Saved data entries
____________________

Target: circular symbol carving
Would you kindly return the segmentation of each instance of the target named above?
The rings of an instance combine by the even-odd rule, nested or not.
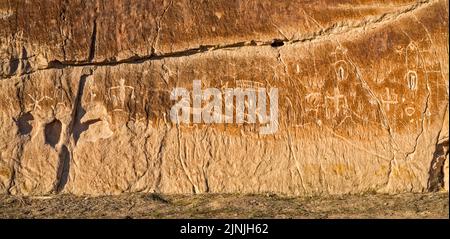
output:
[[[413,107],[406,107],[405,108],[405,113],[408,116],[412,116],[415,112],[416,112],[416,109],[414,109]]]

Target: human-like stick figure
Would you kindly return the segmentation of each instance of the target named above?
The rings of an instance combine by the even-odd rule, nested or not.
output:
[[[123,109],[125,104],[125,98],[127,96],[127,89],[131,90],[131,99],[135,98],[134,95],[134,88],[128,85],[125,85],[125,80],[121,78],[119,80],[118,86],[113,86],[109,88],[108,94],[110,96],[110,99],[113,101],[114,108],[119,107],[120,109]],[[115,91],[116,94],[111,95],[111,92]]]
[[[339,109],[341,108],[341,99],[344,102],[344,106],[347,105],[347,97],[341,94],[338,87],[334,88],[334,95],[326,96],[326,99],[331,100],[334,103],[334,116],[337,116],[339,114]]]

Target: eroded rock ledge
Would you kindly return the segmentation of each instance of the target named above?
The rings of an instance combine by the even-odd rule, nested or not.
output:
[[[0,191],[448,190],[448,2],[2,1]],[[174,125],[175,87],[279,89],[279,131]]]

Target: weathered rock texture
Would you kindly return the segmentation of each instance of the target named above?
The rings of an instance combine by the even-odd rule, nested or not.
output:
[[[448,190],[448,1],[0,0],[0,192]],[[174,125],[279,88],[279,131]]]

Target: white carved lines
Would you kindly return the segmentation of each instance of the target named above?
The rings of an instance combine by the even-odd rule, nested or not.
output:
[[[125,79],[123,78],[119,80],[119,85],[110,87],[108,89],[108,96],[112,101],[114,110],[123,110],[127,97],[127,91],[131,92],[131,99],[134,99],[136,97],[134,93],[134,87],[125,85]]]
[[[405,64],[408,69],[419,67],[420,53],[419,47],[415,42],[410,42],[408,46],[406,46],[405,54]]]
[[[256,91],[256,89],[258,89],[258,88],[266,88],[266,86],[263,83],[260,83],[260,82],[257,82],[257,81],[237,80],[236,81],[236,88],[251,89],[253,91]]]
[[[349,73],[348,65],[349,64],[345,60],[347,51],[348,51],[348,49],[346,49],[342,46],[337,46],[336,49],[333,52],[331,52],[331,54],[330,54],[335,59],[335,62],[333,65],[334,65],[334,71],[336,72],[336,77],[337,77],[338,81],[346,80],[348,77],[348,73]]]
[[[395,93],[392,93],[391,90],[386,87],[386,95],[385,98],[381,99],[381,103],[384,105],[386,112],[389,112],[391,110],[391,105],[398,104],[398,95]]]
[[[348,107],[347,105],[347,97],[343,94],[341,94],[338,87],[335,87],[333,90],[332,96],[326,96],[325,97],[325,108],[327,109],[327,118],[331,117],[331,114],[329,113],[328,109],[328,101],[332,101],[332,105],[334,107],[334,117],[339,115],[341,107]]]
[[[413,107],[406,107],[405,108],[405,114],[409,117],[411,117],[414,113],[416,112],[416,109],[414,109]]]
[[[28,97],[33,101],[33,103],[28,105],[28,107],[31,108],[31,111],[42,110],[42,107],[39,105],[42,101],[53,100],[53,98],[46,95],[39,98],[39,96],[28,94]]]
[[[343,81],[348,78],[348,64],[344,60],[340,60],[334,63],[334,70],[338,81]]]
[[[324,97],[322,95],[322,93],[320,92],[311,92],[308,93],[305,96],[305,113],[307,115],[310,115],[312,113],[312,116],[315,120],[315,122],[320,121],[319,120],[319,113],[320,113],[320,108],[324,108]],[[303,125],[297,125],[297,126],[303,126]]]
[[[409,70],[408,73],[406,73],[406,82],[407,82],[407,86],[408,89],[410,90],[417,90],[417,85],[419,79],[417,77],[417,72]]]

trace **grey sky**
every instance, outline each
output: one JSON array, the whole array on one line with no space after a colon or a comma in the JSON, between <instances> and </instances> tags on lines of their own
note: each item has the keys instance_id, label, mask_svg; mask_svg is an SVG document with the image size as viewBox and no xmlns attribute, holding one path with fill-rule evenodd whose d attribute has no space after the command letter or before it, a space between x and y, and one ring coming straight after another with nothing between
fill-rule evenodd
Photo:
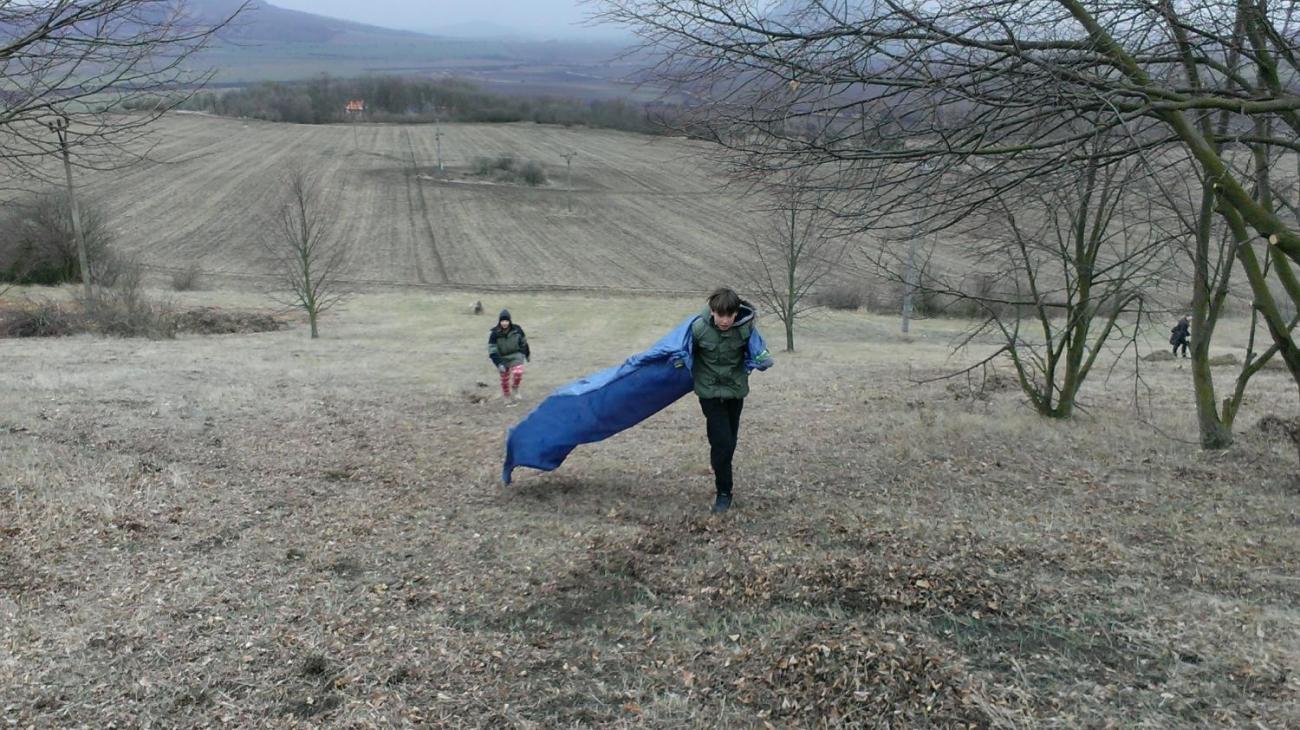
<instances>
[{"instance_id":1,"label":"grey sky","mask_svg":"<svg viewBox=\"0 0 1300 730\"><path fill-rule=\"evenodd\" d=\"M430 31L469 30L487 24L536 37L610 37L609 26L590 28L582 21L592 11L579 0L268 0L291 10L382 25Z\"/></svg>"}]
</instances>

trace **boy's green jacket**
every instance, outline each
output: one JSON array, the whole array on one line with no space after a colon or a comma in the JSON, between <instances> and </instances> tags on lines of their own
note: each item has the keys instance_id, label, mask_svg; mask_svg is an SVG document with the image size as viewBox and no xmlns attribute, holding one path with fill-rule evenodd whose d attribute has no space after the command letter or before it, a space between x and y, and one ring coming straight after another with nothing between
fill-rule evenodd
<instances>
[{"instance_id":1,"label":"boy's green jacket","mask_svg":"<svg viewBox=\"0 0 1300 730\"><path fill-rule=\"evenodd\" d=\"M766 348L751 358L749 338L753 331L754 310L743 303L735 323L726 330L713 324L713 315L708 309L691 322L691 339L695 345L691 376L695 381L696 395L701 398L744 398L749 395L749 371L766 369L762 361L772 359ZM751 360L752 364L749 364Z\"/></svg>"}]
</instances>

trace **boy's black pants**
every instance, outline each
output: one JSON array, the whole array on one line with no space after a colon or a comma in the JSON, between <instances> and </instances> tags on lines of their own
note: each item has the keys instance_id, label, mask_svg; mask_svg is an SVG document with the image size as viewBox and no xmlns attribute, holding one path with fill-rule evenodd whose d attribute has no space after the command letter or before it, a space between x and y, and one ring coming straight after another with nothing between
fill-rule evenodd
<instances>
[{"instance_id":1,"label":"boy's black pants","mask_svg":"<svg viewBox=\"0 0 1300 730\"><path fill-rule=\"evenodd\" d=\"M718 494L731 496L731 457L740 435L740 411L744 398L701 398L700 410L709 429L709 462Z\"/></svg>"}]
</instances>

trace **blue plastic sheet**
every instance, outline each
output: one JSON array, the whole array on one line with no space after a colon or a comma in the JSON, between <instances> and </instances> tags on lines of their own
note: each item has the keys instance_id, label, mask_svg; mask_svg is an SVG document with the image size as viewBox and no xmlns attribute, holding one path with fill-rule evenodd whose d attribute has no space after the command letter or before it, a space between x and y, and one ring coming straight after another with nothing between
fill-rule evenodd
<instances>
[{"instance_id":1,"label":"blue plastic sheet","mask_svg":"<svg viewBox=\"0 0 1300 730\"><path fill-rule=\"evenodd\" d=\"M631 428L690 393L694 387L691 324L696 317L686 319L622 365L552 392L510 429L502 481L509 484L515 468L521 466L552 471L580 444ZM772 360L757 327L750 331L747 344L746 367L767 369Z\"/></svg>"}]
</instances>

____________________

=== What you have to do ===
Repeat the data word for word, excluding any image.

=== Result ===
Target: circular symbol carving
Would you kindly return the segmentation of each instance of the target named above?
The rings of an instance combine by the even-odd rule, nested or not.
output:
[[[413,107],[406,107],[405,108],[405,113],[408,116],[412,116],[415,112],[416,112],[416,109],[414,109]]]

Target: human-like stick figure
Would you kindly return the segmentation of each instance of the target named above?
The rings of an instance combine by the even-odd rule, nested or not.
output:
[[[123,109],[125,104],[125,98],[127,96],[127,89],[131,90],[131,99],[135,98],[134,95],[134,88],[128,85],[125,85],[125,80],[121,78],[119,80],[118,86],[113,86],[109,88],[108,94],[110,96],[110,99],[113,101],[114,108],[119,107],[120,109]],[[115,91],[116,94],[111,95],[111,92]]]
[[[339,109],[341,108],[341,99],[344,102],[344,106],[347,105],[347,97],[341,94],[338,87],[334,88],[334,95],[326,96],[326,99],[331,100],[334,103],[334,116],[337,116],[339,114]]]

Target: eroded rock ledge
Would you kindly return the segmentation of each instance of the target named above?
The rings of an instance combine by the even-odd rule, nested or not.
output:
[[[0,191],[448,190],[448,2],[2,1]],[[174,125],[175,87],[279,89],[279,131]]]

Target: weathered rock texture
Would you kindly return the segmentation of each instance of the target named above?
The rings of an instance combine by the even-odd rule, nested or not.
output:
[[[448,190],[448,1],[0,0],[0,192]],[[174,125],[279,88],[279,131]]]

Target: white carved lines
Would you kindly return the segmentation of each instance of the target named above?
The rings of an instance combine by the even-odd rule, nested or not.
output:
[[[125,79],[123,78],[119,80],[119,85],[110,87],[108,89],[108,96],[112,101],[114,110],[123,110],[127,97],[127,91],[131,92],[131,99],[134,99],[136,97],[134,93],[134,87],[125,85]]]
[[[405,64],[408,69],[419,67],[420,53],[419,47],[415,42],[410,42],[408,46],[406,46],[405,54]]]
[[[256,91],[256,89],[258,89],[258,88],[266,88],[266,86],[263,83],[260,83],[260,82],[257,82],[257,81],[237,80],[236,81],[236,88],[251,89],[253,91]]]
[[[349,73],[348,65],[349,64],[345,60],[347,51],[348,51],[348,49],[346,49],[342,46],[337,46],[336,49],[333,52],[331,52],[331,54],[330,54],[335,59],[335,62],[333,65],[334,65],[334,71],[336,72],[336,77],[337,77],[338,81],[346,80],[348,77],[348,73]]]
[[[395,93],[392,93],[391,90],[386,87],[386,95],[385,98],[381,99],[381,103],[384,105],[386,112],[389,112],[391,110],[391,105],[398,104],[398,95]]]
[[[348,107],[347,105],[347,97],[343,94],[341,94],[338,87],[335,87],[333,90],[332,96],[326,96],[325,97],[325,108],[327,109],[327,118],[331,117],[331,114],[329,113],[328,109],[328,101],[332,101],[332,105],[334,107],[334,117],[339,115],[341,107]]]
[[[413,107],[406,107],[405,108],[405,114],[409,117],[411,117],[414,113],[416,112],[416,109],[414,109]]]
[[[28,97],[33,101],[33,103],[28,105],[28,107],[31,108],[31,111],[42,110],[42,107],[39,105],[42,101],[53,100],[53,98],[46,95],[39,98],[39,96],[28,94]]]
[[[343,81],[348,78],[348,64],[344,60],[340,60],[334,63],[334,70],[338,81]]]
[[[324,97],[322,95],[322,93],[320,92],[311,92],[308,93],[305,96],[305,113],[307,115],[310,115],[312,113],[312,116],[315,120],[315,122],[320,121],[319,120],[319,113],[320,113],[320,108],[324,108]],[[303,125],[297,125],[297,126],[303,126]]]
[[[409,70],[408,73],[406,73],[406,82],[407,82],[407,86],[408,89],[410,90],[417,90],[417,85],[419,79],[417,77],[417,72]]]

trace **grey sky**
every instance, outline each
output: one JSON array, the whole array on one line with no space after a colon or a comma in the JSON, between <instances> and </instances> tags on lines of their own
note: each item has the keys instance_id, label, mask_svg; mask_svg is an SVG document with the image size as viewBox and no xmlns attribute, holding one path with fill-rule evenodd whose d attribute has no space after the command letter or before it, a space between x and y, and one ring coming straight after another with nothing between
fill-rule evenodd
Photo:
<instances>
[{"instance_id":1,"label":"grey sky","mask_svg":"<svg viewBox=\"0 0 1300 730\"><path fill-rule=\"evenodd\" d=\"M430 31L469 30L487 24L536 37L610 37L609 26L590 28L582 21L592 11L579 0L268 0L291 10L382 25Z\"/></svg>"}]
</instances>

trace **boy's green jacket**
every instance, outline each
output: one JSON array, the whole array on one line with no space after a colon or a comma in the JSON, between <instances> and </instances> tags on lines of their own
note: each item has the keys instance_id, label, mask_svg; mask_svg is an SVG document with the image size as viewBox and no xmlns attribute, holding one path with fill-rule evenodd whose d attribute has no space after the command letter or before it, a space between x and y, and one ring coming straight after another with nothing between
fill-rule evenodd
<instances>
[{"instance_id":1,"label":"boy's green jacket","mask_svg":"<svg viewBox=\"0 0 1300 730\"><path fill-rule=\"evenodd\" d=\"M766 348L751 358L749 338L753 331L754 310L743 303L735 323L726 330L713 324L713 315L708 309L691 322L691 339L695 345L691 376L695 381L696 395L701 398L744 398L749 395L749 371L766 369L762 361L772 359ZM751 360L752 364L749 364Z\"/></svg>"}]
</instances>

trace **boy's black pants**
every instance, outline each
output: one JSON array, the whole array on one line with no space after a colon or a comma in the JSON, between <instances> and </instances> tags on lines of their own
note: each item has the keys instance_id, label, mask_svg; mask_svg is an SVG document with the image size as viewBox and no xmlns attribute, holding one path with fill-rule evenodd whose d attribute has no space after the command letter or before it, a space between x and y, and one ring coming straight after another with nothing between
fill-rule evenodd
<instances>
[{"instance_id":1,"label":"boy's black pants","mask_svg":"<svg viewBox=\"0 0 1300 730\"><path fill-rule=\"evenodd\" d=\"M718 494L731 496L731 457L740 435L740 411L744 398L701 398L700 410L709 429L709 462Z\"/></svg>"}]
</instances>

trace **blue plastic sheet**
every instance, outline each
output: one JSON array, the whole array on one line with no space after a colon or a comma in the JSON, between <instances> and </instances> tags on lines of their own
note: each item has the keys instance_id, label, mask_svg; mask_svg is an SVG document with the image size as viewBox and no xmlns attribute, holding one path with fill-rule evenodd whose d attribute has no space after the command letter or before it, a space between x and y, and one ring coming straight after another with nothing between
fill-rule evenodd
<instances>
[{"instance_id":1,"label":"blue plastic sheet","mask_svg":"<svg viewBox=\"0 0 1300 730\"><path fill-rule=\"evenodd\" d=\"M631 428L690 393L694 387L691 324L696 317L686 319L622 365L552 392L510 429L502 481L509 484L515 468L521 466L552 471L580 444ZM772 360L757 327L750 331L747 344L746 367L767 369Z\"/></svg>"}]
</instances>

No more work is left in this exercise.